--- Leestekst ---
Ik heb hier wel een uur lang last van ondervonden, het voelde echt als iemand met incontinentie problemen. Maar problemen zijn er om op te lossen hoor je vaak zeggen en zo is het ook gegaan.

Nu gaan we weer over op de dingen die vandaag gebeuren.

Naar buiten kijkend zag ik dat het goed weer was en besloot  om een wandelingetje te maken op de Ceintuurbaan in Oud Zuid, met als einddoel Café Bloemmers voor een lekkere koffie en een croissantje. Daar zo zittend had ik goed zicht op het tegenoverliggende plein dat misschien weer op de schop zou gaan.  Ik zie nog die enorme bouwput van enige jaren geleden waarin een riolering bergbezinkbassin moest komen en hoor nog die puls-machine die betonnen palen de grond in dreef. Een nare gedachte, ik rekende af en stak de straat over om op een bankje een sigaretje te roken. Op een van die bankjes zag ik twee bekende oudere dames zitten. Ina Wunnink en Wies van Dalen, een charmante dame die vroeger onderwijzeres was geweest, wist ik mij te herinneren.
--- Getoond materiaal ---
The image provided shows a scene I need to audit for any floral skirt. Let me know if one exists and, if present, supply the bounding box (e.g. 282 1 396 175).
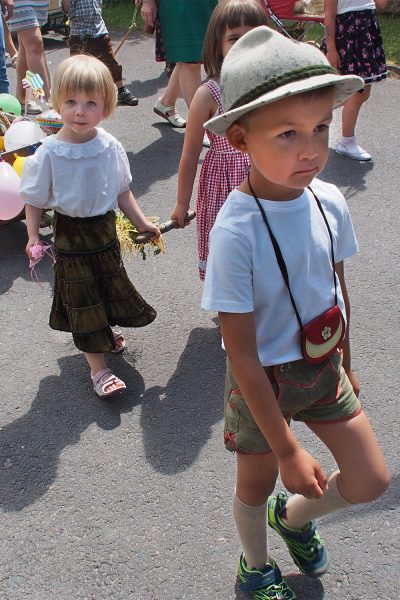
---
**Wat moet je doen**:
[a] Welke plekken worden in de leestekst met een eigennaam genoemd? Noem ze allemaal.
[b] Wat moest er volgens de leestekst komen in de enorme bouwput van enige jaren geleden?
[c] Schrijf een stuk van de leestekst letterlijk over: begin bij "Ik heb hier" en ga door tot en met "die vandaag gebeuren.".

**Antwoorden**:
[a] Ceintuurbaan, Oud Zuid, Café Bloemmers

[b] Een riolering bergbezinkbassin.

[c]
Ik heb hier wel een uur lang last van ondervonden, het voelde echt als iemand met incontinentie problemen. Maar problemen zijn er om op te lossen hoor je vaak zeggen en zo is het ook gegaan.

Nu gaan we weer over op de dingen die vandaag gebeuren.